_TASKS TO PERFORM_
1 – Using the excerpt on concentration of credit risk, explain in one to three sentences why management does not treat the uninsured cash balance as a significant credit risk.
2 – From the excerpt on concentration of credit risk, extract the passage between "Certain amounts in" and "the financial statements.", inclusive.

BEGIN EXCERPT

Concentration of Credit Risk

ASC 825, “Financial Instruments,” requires disclosure of any significant off balance sheet risk and credit risk concentration.  The Company does not have significant off‑balance sheet risk or credit concentration.  The Company maintains cash and cash equivalents with major financial institutions.  From time to time the Company has funds on deposit with commercial banks that exceed federally insured limits.  The balances are insured by the Federal Deposit Insurance Corporation up to $250,000.  At December 31, 2018, the Company’s uninsured cash balance was $8,494,301.  Management does not consider this to be a significant credit risk as the banks are large, established financial institutions. 


Certain amounts in the prior year’s financial statements have been reclassified to conform to the current year presentation with no material impact on the financial statements.

END EXCERPT
BEGIN DATA EXTRACTS

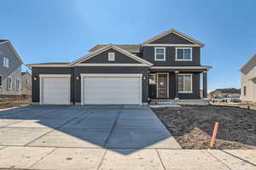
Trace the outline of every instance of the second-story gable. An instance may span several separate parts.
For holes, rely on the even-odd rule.
[[[158,66],[201,65],[204,44],[176,30],[169,30],[142,43],[142,56]]]

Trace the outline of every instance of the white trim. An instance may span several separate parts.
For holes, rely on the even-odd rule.
[[[189,75],[191,76],[191,84],[190,84],[190,88],[191,88],[191,91],[178,91],[178,85],[177,85],[177,93],[178,94],[193,94],[193,74],[178,74],[178,76],[185,76],[185,75]],[[185,87],[185,83],[184,83],[184,77],[183,77],[183,90],[184,90],[184,87]]]
[[[1,88],[1,87],[3,86],[3,75],[0,75],[0,76],[2,77],[2,78],[1,78],[1,82],[0,82],[0,88]],[[2,82],[2,83],[1,83],[1,82]]]
[[[39,104],[44,105],[43,92],[42,92],[42,90],[43,90],[42,79],[43,78],[68,78],[68,89],[69,90],[68,90],[68,102],[67,103],[71,103],[70,102],[70,96],[71,96],[70,77],[71,77],[71,75],[68,75],[68,74],[40,74],[39,75],[39,91],[40,91]]]
[[[166,35],[168,35],[170,33],[176,34],[176,35],[177,35],[177,36],[179,36],[179,37],[183,37],[183,38],[184,38],[184,39],[191,42],[192,43],[198,44],[200,47],[204,47],[205,46],[204,43],[202,43],[202,42],[199,42],[199,41],[197,41],[197,40],[195,40],[195,39],[194,39],[194,38],[192,38],[192,37],[189,37],[189,36],[187,36],[187,35],[185,35],[185,34],[183,34],[183,33],[182,33],[182,32],[180,32],[180,31],[177,31],[175,29],[167,30],[166,31],[165,31],[165,32],[163,32],[163,33],[161,33],[161,34],[160,34],[158,36],[155,36],[155,37],[152,37],[152,38],[150,38],[150,39],[143,42],[142,43],[142,45],[143,46],[145,44],[150,43],[151,42],[154,42],[154,41],[155,41],[157,39],[160,39],[160,38],[161,38],[161,37],[165,37],[165,36],[166,36]]]
[[[167,75],[167,99],[169,99],[169,72],[157,72],[157,81],[156,81],[156,99],[158,99],[158,82],[159,82],[159,75],[160,74],[166,74]]]
[[[9,82],[9,78],[10,78],[10,83]],[[9,88],[9,84],[10,84],[10,88]],[[13,89],[13,77],[12,76],[8,76],[7,77],[7,88],[9,90],[12,90]]]
[[[80,63],[76,66],[148,66],[145,64],[122,64],[122,63]]]
[[[150,69],[183,69],[183,70],[189,70],[189,69],[210,69],[212,66],[152,66]]]
[[[141,58],[139,58],[139,57],[137,57],[137,56],[136,56],[136,55],[134,55],[134,54],[131,54],[131,53],[129,53],[129,52],[127,52],[127,51],[113,45],[113,44],[109,44],[109,45],[107,45],[106,47],[103,47],[103,48],[98,49],[98,50],[96,50],[95,52],[92,52],[92,53],[90,53],[90,54],[87,54],[84,57],[81,57],[80,59],[72,62],[70,65],[77,65],[78,64],[81,63],[82,61],[85,61],[85,60],[89,60],[89,59],[90,59],[90,58],[92,58],[92,57],[94,57],[94,56],[96,56],[96,55],[97,55],[97,54],[99,54],[102,52],[104,52],[104,51],[107,51],[108,49],[110,49],[110,48],[115,49],[116,51],[118,51],[119,53],[122,53],[123,54],[125,54],[128,57],[131,57],[131,59],[133,59],[133,60],[135,60],[138,62],[141,62],[143,64],[147,65],[148,66],[153,65],[152,63],[150,63],[150,62],[148,62],[145,60],[143,60],[143,59],[141,59]]]
[[[156,54],[156,49],[164,49],[164,54]],[[164,54],[164,59],[156,59],[156,54]],[[166,60],[166,48],[154,48],[154,60],[155,61],[165,61]]]
[[[81,76],[81,105],[85,105],[84,101],[84,77],[139,77],[140,83],[140,105],[143,104],[143,74],[80,74]]]
[[[189,60],[186,60],[186,59],[177,59],[177,49],[183,49],[183,57],[184,57],[184,49],[190,49],[190,59]],[[176,61],[192,61],[192,48],[175,48],[175,60]]]
[[[149,44],[144,44],[143,46],[146,46],[146,47],[201,47],[200,45],[196,45],[196,44],[166,44],[166,43],[161,43],[161,44],[158,44],[158,43],[149,43]]]
[[[33,65],[33,64],[28,64],[26,65],[28,67],[70,67],[69,65]]]

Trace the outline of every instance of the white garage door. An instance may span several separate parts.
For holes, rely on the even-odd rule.
[[[141,76],[83,76],[84,105],[141,105]]]
[[[44,105],[70,104],[69,77],[40,77],[40,103]]]

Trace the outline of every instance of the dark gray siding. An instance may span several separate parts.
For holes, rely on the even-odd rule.
[[[191,42],[176,35],[173,33],[170,33],[161,38],[159,38],[154,42],[151,42],[150,43],[159,43],[159,44],[167,44],[167,43],[172,43],[172,44],[193,44]]]
[[[80,76],[80,74],[143,74],[143,102],[148,102],[148,67],[135,67],[135,66],[113,66],[113,67],[83,67],[78,66],[74,68],[74,77]],[[81,79],[74,82],[74,100],[81,102]]]
[[[32,101],[39,102],[40,101],[40,80],[39,74],[70,74],[71,75],[71,93],[70,93],[70,102],[73,101],[73,68],[70,67],[33,67],[32,69]],[[34,77],[37,80],[34,80]]]
[[[165,71],[168,72],[168,71]],[[150,72],[155,73],[155,72]],[[178,94],[178,98],[180,99],[200,99],[200,72],[180,72],[186,74],[193,74],[192,77],[192,88],[193,93],[191,94]],[[174,72],[169,72],[169,99],[174,99],[175,98],[175,75]],[[151,94],[151,90],[155,90],[154,88],[149,88],[148,93]],[[148,94],[150,96],[150,94]]]
[[[115,53],[115,60],[114,61],[108,61],[108,55],[109,52]],[[131,59],[125,55],[124,54],[118,52],[114,49],[108,49],[104,51],[82,63],[126,63],[126,64],[140,64],[137,60]]]
[[[176,61],[176,48],[166,47],[166,60],[154,60],[154,47],[143,47],[143,59],[154,64],[157,66],[188,66],[188,65],[200,65],[200,48],[192,48],[192,61]]]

END DATA EXTRACTS

_RESPONSES FOR EACH TASK_
1 – Management does not consider the uninsured cash balance of $8,494,301 at December 31, 2018, to be a significant credit risk because the banks holding the funds are large, established financial institutions.

2 –
Certain amounts in the prior year’s financial statements have been reclassified to conform to the current year presentation with no material impact on the financial statements.